Sample Algebra I Final Exam Questions and Solutions

Rename $\displaystyle\,\frac{1}{\sqrt 2}\,$ as a fraction with no radical in the denominator:

$$ \begin{align} \frac1{\sqrt 2} &= \frac1{\sqrt 2}\cdot \frac{\sqrt 2}{\sqrt 2}\cr\cr &= \frac{\sqrt 2}2 \end{align} $$

Key concept: multiplying by $\,1\,$ changes the name of a number, but not where it ‘lives’ on a number line! Also, by definition of square roots, $\,\sqrt 2\cdot\sqrt 2 = 2\,.$

Lesson: Practice with Radicals

Rename $\,7\,$ as a quotient of integers, where the numerator is greater than $\,10\,$:

$$ \begin{align} 7 &= 7\cdot \frac 22\cr\cr &= \frac 71\cdot\frac 22\cr\cr &= \frac{14}2 \end{align} $$

Many other answers are possible.

Rename $\,23{,}000{,}000\,$ in scientific notation:

$$ \begin{align} 23{,}000{,}000 &= 23{,}000{,}000\times \overbrace{10^{-7}\times 10^7}^{=\, 10^0\, =\, 1}\cr\cr &= (23{,}000{,}000 \times 10^{-7})\times 10^7\cr\cr &= 2.3 \times 10^7 \end{align} $$

Rename $\,7\,$ in the form $\,x - y\,,$ where $\,x\,$ and $\,y\,$ are not integers:

$$ \begin{align} 7 &= 7 + \overbrace{(\frac 12 - \frac 12)}^{\text{add zero}}\cr\cr &= (7 + \frac 12) - \frac 12\cr\cr &= \frac{15}2 - \frac 12 \end{align} $$

Many other answers are possible.

Key concept: adding $\,0\,$ changes the name of a number, but not where it ‘lives’ on a number line!

Rename $\,7\,$ in the form $\,\frac 12 x\,$:

$$ \begin{align} 7 &= \overbrace{\frac12 \cdot 2}^{=\,1}\,\cdot 7 \cr &\qquad \text{(bring $\,\frac 12\,$ into the picture)}\cr\cr &= \frac 12(14) \end{align} $$

Rename $\,(x-2)(x+3)\,$ as a sum (i.e., multiply out):

$$ \begin{align} (x-2)(x+3) &= x\cdot x + 3x - 2x - 6\cr &\qquad \text{(using FOIL)}\cr\cr &= x^2 + x - 6 \end{align} $$

FOIL stands for Firsts, Outers, Inners, Lasts.

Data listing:
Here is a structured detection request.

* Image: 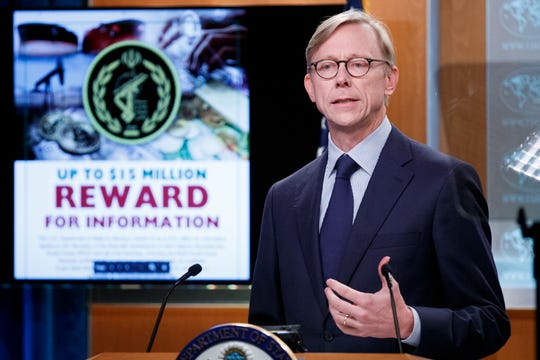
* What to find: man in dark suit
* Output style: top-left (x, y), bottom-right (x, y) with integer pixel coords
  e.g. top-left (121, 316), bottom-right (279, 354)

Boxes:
top-left (249, 9), bottom-right (510, 359)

## WORK INSTRUCTIONS
1. Answer from the algebra exam text:
(a) What does FOIL stand for?
(b) What is 23,000,000 renamed as in scientific notation?
(c) Which quotient of integers does the worked solution give for 7 with a numerator greater than 10?
2. Reproduce the algebra exam text verbatim from "Rename $\,(x-2)(x+3)\,$ as" to "Outers, Inners, Lasts.".
3. Resume the algebra exam text, picking up after its final sentence.

## RESULTS
1.
(a) Firsts, Outers, Inners, Lasts
(b) 2.3 × 10^7
(c) 14/2

2.
Rename $\,(x-2)(x+3)\,$ as a sum (i.e., multiply out):

$$ \begin{align} (x-2)(x+3) &= x\cdot x + 3x - 2x - 6\cr &\qquad \text{(using FOIL)}\cr\cr &= x^2 + x - 6 \end{align} $$

FOIL stands for Firsts, Outers, Inners, Lasts.

3.
Rename $\,x^2 - y^2\,$ as a product (i.e., factor):

$$ x^2 - y^2 = (x-y)(x+y) $$

Lesson: Factoring a Difference of Squares

Rename $\displaystyle\,\frac 12\,$ in the form $\displaystyle\,\frac 3x\,$:

Approach #1: Multiply by $\,1\,$ in a form that brings $\,3\,$ into the picture:

$$ \frac 12 = \frac 12\cdot\frac 33 = \frac 36 $$

Approach #2: Solve an equation:

$$ \begin{gather} \frac 12 = \frac 3x\cr\cr (2x)(\frac 12) = (2x)(\frac 3x)\cr\cr x = 6 \end{gather} $$

So, $\,\frac 12 = \frac 36\,.$

Rename $\displaystyle\,\frac 1x - \frac 2{x+3}\,$ as a single fraction:

$$ \begin{align} &\frac 1x - \frac 2{x+3}\cr\cr &\quad = \frac 1x\cdot\frac{x+3}{x+3} - \frac 2{x+3}\cdot\frac{x}x\cr\cr &\quad = \frac{x+3}{x(x+3)} - \frac{2x}{x(x+3)}\cr\cr &\quad = \frac{x+3 - 2x}{x(x+3)}\cr\cr &\quad = \frac{-x + 3}{x(x+3)} = \frac{3-x}{x(x+3)} \end{align} $$

Either of these final names is equally good!

Lesson: Adding and Subtracting Fractions With Variables

Rename $\,0.25\,$ as a percent:

$$ \begin{align} 0.25 &= \frac{25}{100}\cr &= 25\cdot \frac 1{100}\cr &= 25\% \end{align} $$

Lesson: Changing Decimals to Percent

Rename $\displaystyle\,\frac{x^4x^{-1}}{(x^2)^3 x}\,$ in the form $\,x^k\,$:

$$ \begin{align} \frac{x^4x^{-1}}{(x^2)^3 x} &= \frac{x^{4+(-1)}}{x^6x^1}\cr\cr &= \frac{x^3}{x^7}\cr\cr &= x^{3-7}\cr\cr &= x^{-4} \end{align} $$

There are many other ways that this could be done.

Lesson: Multi-Step Exponent Law Practice

Rename $\,300\text{ ft/sec}\,$ in the form $\,x\,\text{ mph}\,.$ Here, ‘mph’ is ‘miles per hour’, and there are $\,5{,}280\,$ feet in one mile.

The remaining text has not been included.